Text under study
⟨
Coronavirus and travel restrictions set to ravage Asia’s airlines – dpa international


An airplane descending into Singapore’s Changi Airport, as seen from Pulau Ubin a small island off Singapore’s main island (Simon Roughneen)

KUALA LUMPUR — An industry body representing nearly 300 airlines warned on Friday that carriers in the Asia-Pacific region could see business drop by half this year due to the coronavirus pandemic.

The International Air Transport Association (IATA), which includes 290 airlines among its members, said on Friday that the sector faces a revenue drop of 113 billion dollars due to a pandemic that has killed an estimated 190,000 people worldwide.

Airlines in the region face “a 50-per-cent fall in passenger demand in 2020 compared to 2019,” the IATA stated, warning of catastrophic knock-on impacts in related sectors.

“11.2 million jobs are at risk, including those that are dependent on the aviation industry, such as travel and tourism,” according to Conrad Clifford, IATA’s Singapore-based Asia-Pacific vice-president.

He called on governments to step in to help stricken carriers, after the collapse of airline Virgin Australia, which went into voluntary administration earlier in the week.

IATA’s estimates are based on a scenario of “severe” travel restrictions lasting three months.

However governments in the region fear the pandemic and travel curbs could last longer.

Singapore has warned since March that the pandemic could last a year, while Malaysia – which on Thursday extended to May 12 a lockdown aimed at curbing the pandemic locally – has said it will keep its borders closed after the lockdown ends, despite the potentially-devastating impact on the country’s tourism industry.

Airlines and airports across Asia have been reporting declining traffic since January, when many countries banned incoming travel from China, the source of the outbreak and the source of up to a quarter of visitors to some neighbouring countries.
⟩
Exercise tasks
a: Answer these from the article on Asia's airlines:
(i) How many airlines does IATA include among its members?
(ii) To what date did Malaysia extend its lockdown?
(iii) Which airline went into voluntary administration earlier in the week?
b: Please carry on the article on Asia's airlines, starting after its final sentence.
The lines that come next are not needed for anything here.

Information shown
⟨
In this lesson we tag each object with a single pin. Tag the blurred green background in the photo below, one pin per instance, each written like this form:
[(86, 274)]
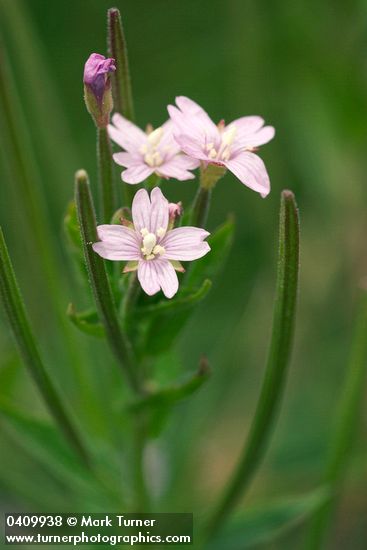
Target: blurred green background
[(302, 66)]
⟩
Your responses
a:
(i) 290
(ii) May 12
(iii) Virgin Australia

b:
As the outbreak morphed into a pandemic in March, travel came a near standstill, with airlines cancelling flights amid a collapse in demand.

In Asia, “industries such as retailing, tourism and airlines have been hard hit by the government lockdown measures,” said Rajiv Biswas, Asia-Pacific chief economist at IHS Markit, in a report published on Friday.

The International Civil Aviation Authority (ICAO), a United Nations body, stated on Wednesday that global air traffic could fall by two-thirds by September.

Thailand’s airports authority stated on the same day that it expects air traffic to fall by 53 per cent in 2020, with its Malaysian counterpart reporting a 63 per cent fall in March.

Singapore’s Changi Airport, a major international hub, stated last week that its March traffic was down 70 per cent year-on-year – data that does not take in the impact of the lockdown imposed in the wealthy city-state on April 7.

The international airport on Bali, a hugely-popular Indonesian holiday island, saw a less-severe decline, airport data show, with traffic for the January-March period down 16 per cent on 2019.

Indonesia’s government announced a month-long ban on domestic air travel on Friday.